» **Source text**
·····

Working at the intersection of landscape, creativity, and cultural events, Borden has participated in dozens of installations, group exhibitions, workshops and talks in recent years, earning a series of grants and accolades along the way. One of which caught the eye of a Harvard Forest research scientist, who, impressed by Borden’s ability to explore ecology issues through a pop culture lens, invited him to visit the Harvard Forest, and eventually apply for the Charles Bullard Fellowship. Fast forward a year or two, and Harvard has extended Borden’s Hemlock Hospice project to the end of 2018, along with his official role as a designer-in-residence.

The following is a continuation of that initial conversation, in which Borden gives further detail to the Harvard Forest, Hemlock Hospice, and the power of using site-specific installation to educate.

Broadly speaking, tell us about your approach to art and design.

·····

Source data
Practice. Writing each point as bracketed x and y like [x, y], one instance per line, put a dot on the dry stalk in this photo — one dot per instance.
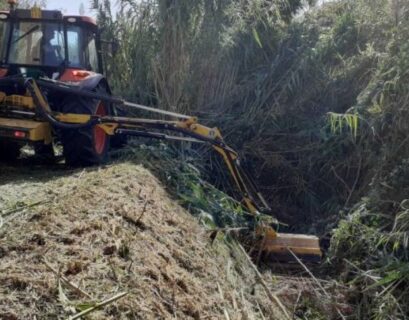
[98, 306]
[315, 279]
[68, 282]
[273, 298]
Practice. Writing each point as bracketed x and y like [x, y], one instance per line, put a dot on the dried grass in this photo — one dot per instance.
[115, 229]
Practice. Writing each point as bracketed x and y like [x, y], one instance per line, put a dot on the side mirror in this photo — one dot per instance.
[111, 47]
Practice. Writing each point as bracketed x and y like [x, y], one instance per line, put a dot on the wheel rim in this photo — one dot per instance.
[100, 136]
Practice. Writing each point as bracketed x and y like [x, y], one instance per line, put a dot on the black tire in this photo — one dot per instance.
[83, 147]
[45, 152]
[9, 151]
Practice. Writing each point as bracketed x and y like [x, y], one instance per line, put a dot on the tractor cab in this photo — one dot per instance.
[45, 43]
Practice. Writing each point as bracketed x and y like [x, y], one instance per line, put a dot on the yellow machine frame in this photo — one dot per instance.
[38, 130]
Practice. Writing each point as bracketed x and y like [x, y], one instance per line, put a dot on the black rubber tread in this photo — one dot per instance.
[45, 152]
[78, 144]
[9, 151]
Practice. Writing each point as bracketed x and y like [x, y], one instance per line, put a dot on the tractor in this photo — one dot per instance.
[40, 43]
[52, 88]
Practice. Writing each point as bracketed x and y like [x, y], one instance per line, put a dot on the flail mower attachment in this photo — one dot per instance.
[39, 120]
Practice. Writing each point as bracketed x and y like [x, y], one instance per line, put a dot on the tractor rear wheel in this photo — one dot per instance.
[9, 151]
[89, 146]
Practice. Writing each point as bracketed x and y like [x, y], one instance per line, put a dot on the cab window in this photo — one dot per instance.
[82, 51]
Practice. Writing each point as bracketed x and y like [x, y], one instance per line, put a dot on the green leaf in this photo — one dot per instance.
[257, 38]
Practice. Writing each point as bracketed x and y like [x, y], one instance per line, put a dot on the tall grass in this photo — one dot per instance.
[315, 100]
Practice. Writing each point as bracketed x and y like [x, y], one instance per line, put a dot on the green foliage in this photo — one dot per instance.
[290, 89]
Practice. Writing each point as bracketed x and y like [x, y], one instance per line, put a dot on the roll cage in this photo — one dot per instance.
[77, 39]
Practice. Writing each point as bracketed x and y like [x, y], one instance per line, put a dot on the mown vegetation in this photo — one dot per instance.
[314, 96]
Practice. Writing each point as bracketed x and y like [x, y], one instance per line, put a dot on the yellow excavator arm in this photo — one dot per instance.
[278, 246]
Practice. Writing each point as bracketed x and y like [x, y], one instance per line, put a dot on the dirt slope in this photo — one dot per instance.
[111, 230]
[115, 229]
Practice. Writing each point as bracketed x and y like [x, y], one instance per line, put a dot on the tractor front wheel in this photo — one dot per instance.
[88, 146]
[9, 151]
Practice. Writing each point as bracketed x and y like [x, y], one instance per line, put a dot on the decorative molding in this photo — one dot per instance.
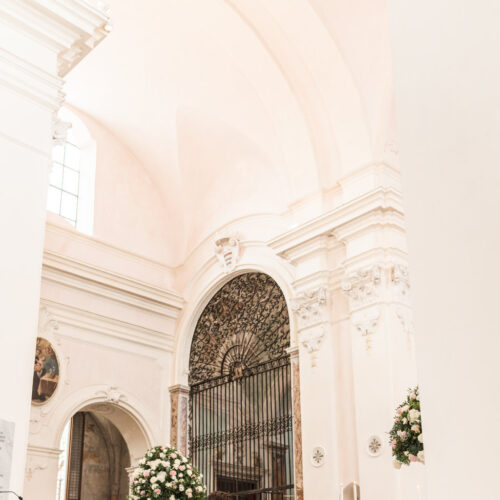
[311, 339]
[89, 278]
[227, 251]
[48, 326]
[318, 456]
[400, 280]
[363, 285]
[110, 327]
[309, 306]
[366, 322]
[60, 132]
[112, 394]
[374, 446]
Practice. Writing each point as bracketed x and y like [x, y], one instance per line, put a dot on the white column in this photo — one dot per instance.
[320, 452]
[33, 57]
[447, 80]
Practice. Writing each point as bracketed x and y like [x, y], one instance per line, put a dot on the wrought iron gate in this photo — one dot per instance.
[241, 432]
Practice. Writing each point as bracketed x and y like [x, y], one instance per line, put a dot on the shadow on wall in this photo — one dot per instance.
[96, 457]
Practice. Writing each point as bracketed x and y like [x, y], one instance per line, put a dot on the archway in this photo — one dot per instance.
[97, 450]
[241, 432]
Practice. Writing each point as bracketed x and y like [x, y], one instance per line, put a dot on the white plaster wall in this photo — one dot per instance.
[448, 95]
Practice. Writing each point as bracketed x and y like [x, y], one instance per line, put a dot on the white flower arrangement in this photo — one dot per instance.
[406, 438]
[164, 474]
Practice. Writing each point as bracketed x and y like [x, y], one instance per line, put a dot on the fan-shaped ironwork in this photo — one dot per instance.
[244, 324]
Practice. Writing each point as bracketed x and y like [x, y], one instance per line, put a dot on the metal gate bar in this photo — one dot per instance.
[241, 435]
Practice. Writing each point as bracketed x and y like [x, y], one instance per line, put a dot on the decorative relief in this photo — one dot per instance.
[401, 282]
[318, 456]
[311, 339]
[60, 132]
[363, 286]
[309, 306]
[227, 251]
[48, 326]
[244, 324]
[33, 465]
[366, 322]
[112, 395]
[374, 446]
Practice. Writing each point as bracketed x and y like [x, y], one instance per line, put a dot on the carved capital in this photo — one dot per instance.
[227, 251]
[366, 322]
[311, 339]
[112, 394]
[363, 285]
[309, 306]
[400, 280]
[60, 132]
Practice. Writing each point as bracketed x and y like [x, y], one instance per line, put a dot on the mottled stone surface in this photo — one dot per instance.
[179, 403]
[297, 427]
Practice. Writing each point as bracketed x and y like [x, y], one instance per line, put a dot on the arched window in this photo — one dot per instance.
[72, 177]
[241, 435]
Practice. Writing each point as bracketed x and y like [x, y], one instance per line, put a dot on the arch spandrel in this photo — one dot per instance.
[246, 323]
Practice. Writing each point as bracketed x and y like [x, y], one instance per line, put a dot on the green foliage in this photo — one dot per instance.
[406, 436]
[164, 474]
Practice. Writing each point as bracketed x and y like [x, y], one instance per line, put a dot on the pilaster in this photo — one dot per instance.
[179, 404]
[36, 37]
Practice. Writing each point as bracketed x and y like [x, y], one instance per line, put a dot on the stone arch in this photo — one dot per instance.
[119, 408]
[206, 285]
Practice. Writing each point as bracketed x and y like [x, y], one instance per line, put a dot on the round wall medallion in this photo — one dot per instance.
[318, 456]
[374, 447]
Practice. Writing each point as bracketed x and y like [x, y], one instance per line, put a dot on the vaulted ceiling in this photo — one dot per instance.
[258, 103]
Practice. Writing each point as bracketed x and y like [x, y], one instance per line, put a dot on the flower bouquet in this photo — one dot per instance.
[165, 474]
[406, 436]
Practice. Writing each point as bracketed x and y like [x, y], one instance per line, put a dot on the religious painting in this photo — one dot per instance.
[45, 372]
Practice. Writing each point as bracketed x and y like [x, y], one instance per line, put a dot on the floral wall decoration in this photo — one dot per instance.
[165, 474]
[406, 437]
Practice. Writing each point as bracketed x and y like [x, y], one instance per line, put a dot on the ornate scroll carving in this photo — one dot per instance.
[112, 394]
[227, 251]
[401, 282]
[366, 323]
[311, 339]
[308, 306]
[245, 324]
[363, 285]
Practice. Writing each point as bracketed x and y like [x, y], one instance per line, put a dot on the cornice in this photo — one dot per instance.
[30, 81]
[71, 235]
[382, 200]
[110, 327]
[71, 28]
[87, 277]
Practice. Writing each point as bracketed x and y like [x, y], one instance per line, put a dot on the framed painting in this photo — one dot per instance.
[45, 372]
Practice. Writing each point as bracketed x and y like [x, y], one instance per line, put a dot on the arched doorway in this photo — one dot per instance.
[241, 428]
[94, 459]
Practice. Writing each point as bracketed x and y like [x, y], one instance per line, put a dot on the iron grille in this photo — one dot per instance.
[241, 423]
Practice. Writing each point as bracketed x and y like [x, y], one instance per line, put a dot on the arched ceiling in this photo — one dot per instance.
[253, 93]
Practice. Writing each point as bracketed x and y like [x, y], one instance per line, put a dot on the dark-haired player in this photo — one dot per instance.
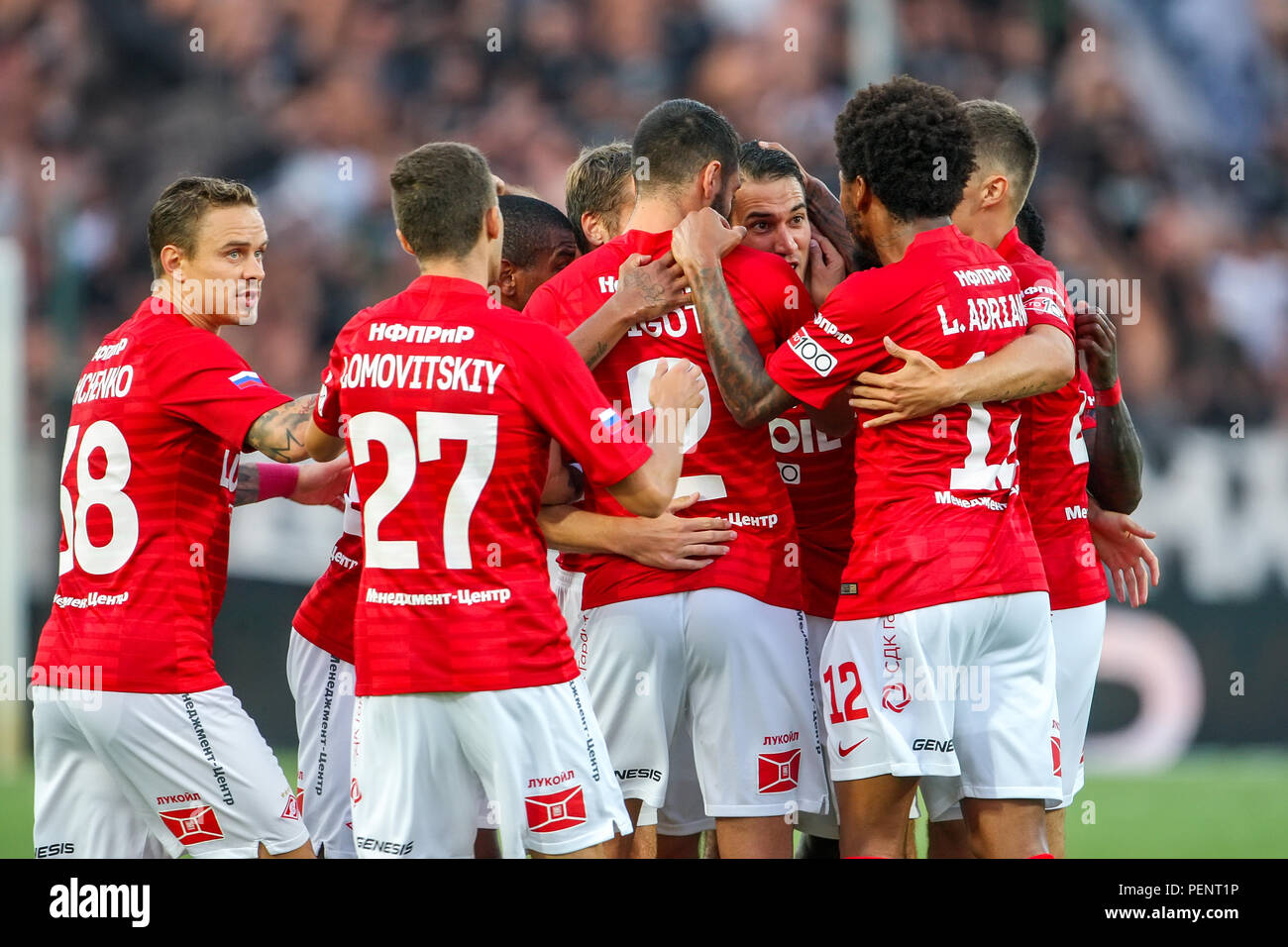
[537, 240]
[539, 243]
[599, 192]
[726, 637]
[160, 757]
[1057, 445]
[944, 575]
[447, 405]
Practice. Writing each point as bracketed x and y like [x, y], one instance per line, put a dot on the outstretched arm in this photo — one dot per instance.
[668, 543]
[645, 290]
[1039, 361]
[309, 484]
[278, 434]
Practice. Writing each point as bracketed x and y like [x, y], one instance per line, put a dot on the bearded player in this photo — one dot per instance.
[725, 638]
[944, 574]
[163, 761]
[447, 406]
[1057, 444]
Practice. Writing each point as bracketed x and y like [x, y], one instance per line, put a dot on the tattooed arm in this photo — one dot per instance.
[278, 434]
[308, 484]
[1113, 447]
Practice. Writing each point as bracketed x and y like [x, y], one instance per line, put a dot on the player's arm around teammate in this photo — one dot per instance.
[308, 484]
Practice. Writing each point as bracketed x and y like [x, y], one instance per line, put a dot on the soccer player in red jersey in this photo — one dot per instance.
[599, 192]
[778, 205]
[1057, 445]
[944, 579]
[160, 758]
[816, 470]
[447, 405]
[728, 638]
[537, 243]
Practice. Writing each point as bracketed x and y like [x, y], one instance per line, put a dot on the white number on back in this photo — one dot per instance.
[638, 380]
[478, 432]
[977, 474]
[97, 491]
[1077, 446]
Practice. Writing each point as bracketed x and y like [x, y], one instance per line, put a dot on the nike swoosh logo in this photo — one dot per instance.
[848, 750]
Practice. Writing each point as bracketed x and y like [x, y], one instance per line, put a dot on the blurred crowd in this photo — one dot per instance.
[1164, 136]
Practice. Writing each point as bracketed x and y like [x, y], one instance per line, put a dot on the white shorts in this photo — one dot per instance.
[743, 669]
[1078, 637]
[535, 755]
[146, 776]
[961, 693]
[683, 812]
[822, 825]
[322, 686]
[567, 587]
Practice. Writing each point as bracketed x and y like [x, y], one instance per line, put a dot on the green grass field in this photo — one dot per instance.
[1211, 805]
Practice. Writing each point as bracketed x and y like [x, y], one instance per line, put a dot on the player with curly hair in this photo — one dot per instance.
[940, 665]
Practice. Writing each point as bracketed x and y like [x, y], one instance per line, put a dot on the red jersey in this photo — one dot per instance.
[159, 420]
[819, 475]
[1052, 457]
[449, 406]
[325, 617]
[730, 467]
[938, 514]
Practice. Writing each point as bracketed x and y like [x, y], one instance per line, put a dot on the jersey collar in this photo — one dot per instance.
[1010, 244]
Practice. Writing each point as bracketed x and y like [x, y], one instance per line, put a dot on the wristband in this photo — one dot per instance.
[277, 479]
[1111, 395]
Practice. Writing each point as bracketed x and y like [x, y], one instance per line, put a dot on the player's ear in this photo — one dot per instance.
[853, 193]
[711, 182]
[997, 189]
[403, 244]
[506, 279]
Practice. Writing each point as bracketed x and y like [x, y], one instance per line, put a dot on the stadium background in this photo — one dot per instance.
[1164, 137]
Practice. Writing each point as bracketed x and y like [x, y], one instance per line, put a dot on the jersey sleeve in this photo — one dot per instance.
[205, 381]
[791, 307]
[563, 397]
[326, 412]
[812, 367]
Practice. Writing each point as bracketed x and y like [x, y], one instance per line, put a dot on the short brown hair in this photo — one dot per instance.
[441, 192]
[180, 206]
[1004, 141]
[593, 184]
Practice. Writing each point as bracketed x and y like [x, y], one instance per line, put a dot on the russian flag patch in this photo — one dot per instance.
[245, 379]
[609, 419]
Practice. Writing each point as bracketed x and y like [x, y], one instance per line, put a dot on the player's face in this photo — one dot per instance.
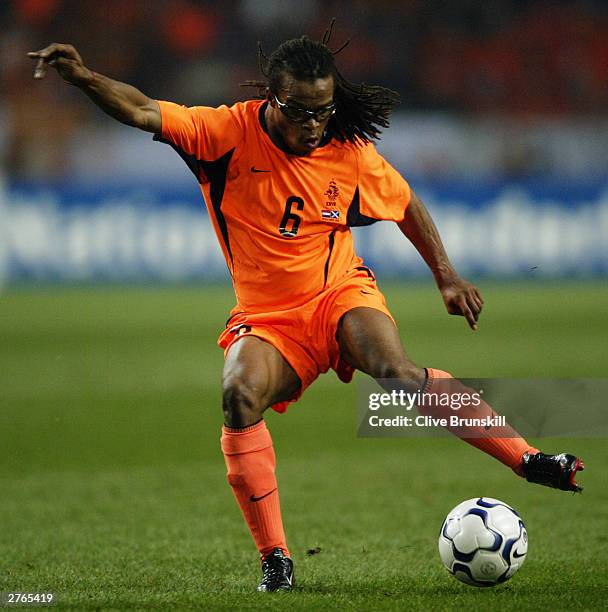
[299, 112]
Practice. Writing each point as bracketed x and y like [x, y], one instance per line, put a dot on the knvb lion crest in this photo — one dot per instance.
[331, 193]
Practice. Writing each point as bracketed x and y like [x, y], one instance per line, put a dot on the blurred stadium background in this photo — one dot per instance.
[503, 130]
[114, 291]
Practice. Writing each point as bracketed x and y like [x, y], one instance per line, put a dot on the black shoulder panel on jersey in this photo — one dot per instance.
[354, 218]
[190, 160]
[216, 172]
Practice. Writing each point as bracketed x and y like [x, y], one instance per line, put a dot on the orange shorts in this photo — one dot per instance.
[306, 336]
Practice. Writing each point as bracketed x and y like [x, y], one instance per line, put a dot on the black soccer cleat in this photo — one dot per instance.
[277, 570]
[557, 471]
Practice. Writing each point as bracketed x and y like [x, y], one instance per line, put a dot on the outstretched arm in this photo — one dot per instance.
[119, 100]
[460, 296]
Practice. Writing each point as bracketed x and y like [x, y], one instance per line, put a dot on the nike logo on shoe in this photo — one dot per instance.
[253, 498]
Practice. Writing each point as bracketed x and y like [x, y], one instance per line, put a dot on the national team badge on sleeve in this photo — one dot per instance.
[331, 215]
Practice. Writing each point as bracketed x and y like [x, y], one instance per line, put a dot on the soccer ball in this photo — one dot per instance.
[483, 542]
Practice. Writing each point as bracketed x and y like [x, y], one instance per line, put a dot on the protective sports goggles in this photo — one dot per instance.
[302, 115]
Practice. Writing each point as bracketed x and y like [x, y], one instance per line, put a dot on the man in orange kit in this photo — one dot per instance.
[284, 180]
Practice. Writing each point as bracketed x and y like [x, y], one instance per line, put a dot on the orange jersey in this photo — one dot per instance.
[283, 221]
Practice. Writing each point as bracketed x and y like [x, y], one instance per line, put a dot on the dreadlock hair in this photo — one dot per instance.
[361, 110]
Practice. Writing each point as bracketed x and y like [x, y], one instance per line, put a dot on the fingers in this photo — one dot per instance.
[40, 69]
[468, 306]
[469, 312]
[49, 56]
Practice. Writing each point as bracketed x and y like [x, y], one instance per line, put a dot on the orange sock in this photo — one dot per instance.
[504, 443]
[251, 462]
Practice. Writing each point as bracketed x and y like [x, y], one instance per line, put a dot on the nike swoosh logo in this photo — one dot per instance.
[516, 555]
[254, 498]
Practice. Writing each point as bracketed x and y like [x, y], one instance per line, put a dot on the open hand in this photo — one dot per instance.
[65, 59]
[462, 298]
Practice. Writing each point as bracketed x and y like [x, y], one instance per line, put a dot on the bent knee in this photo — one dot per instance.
[402, 370]
[242, 403]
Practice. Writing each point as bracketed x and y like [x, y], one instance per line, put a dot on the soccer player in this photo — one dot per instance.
[284, 179]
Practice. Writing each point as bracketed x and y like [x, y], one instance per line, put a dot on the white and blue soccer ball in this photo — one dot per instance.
[483, 542]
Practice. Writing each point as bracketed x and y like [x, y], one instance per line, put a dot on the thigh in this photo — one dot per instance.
[258, 369]
[369, 341]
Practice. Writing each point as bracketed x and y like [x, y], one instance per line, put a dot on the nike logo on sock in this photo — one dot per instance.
[254, 498]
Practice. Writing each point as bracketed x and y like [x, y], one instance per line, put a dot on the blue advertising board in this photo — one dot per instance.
[134, 233]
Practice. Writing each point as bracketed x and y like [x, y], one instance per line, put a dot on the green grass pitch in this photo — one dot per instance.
[112, 484]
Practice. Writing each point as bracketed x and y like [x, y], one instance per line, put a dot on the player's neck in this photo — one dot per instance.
[271, 129]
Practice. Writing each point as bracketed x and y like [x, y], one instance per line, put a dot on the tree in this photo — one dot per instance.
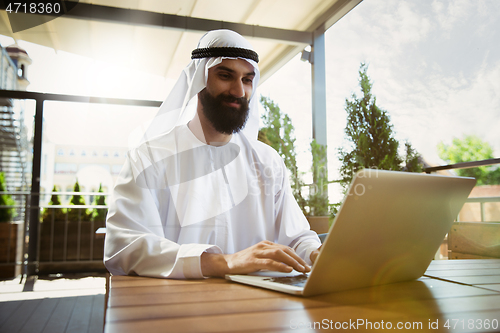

·····

» **Required task 1**
According to the passage about Borden and the Harvard Forest, until when did Harvard extend the Hemlock Hospice project?
» **Required task 2**
Continue the interview about Borden and the Hemlock Hospice project, starting right after its last line.

» **Exercise answer 1**
To the end of 2018.

» **Exercise answer 2**
I always describe my practice as an accessible combination of art and design. And most of the projects I work on help build awareness of and appreciation for the environment.

Over the last couple of years I’ve been doing more installation stuff and work in the field. The idea is, if you can’t get people out of the mall and to the mountain, you bring the mountain to the mall, and vice versa, so I love the kind of feedback loop between culture and the environment it creates.

The Harvard Forest project, you could say, is an art project and design project. It’s really, in essence, a science communication project. It encapsulates the practice in a nice little package for sure.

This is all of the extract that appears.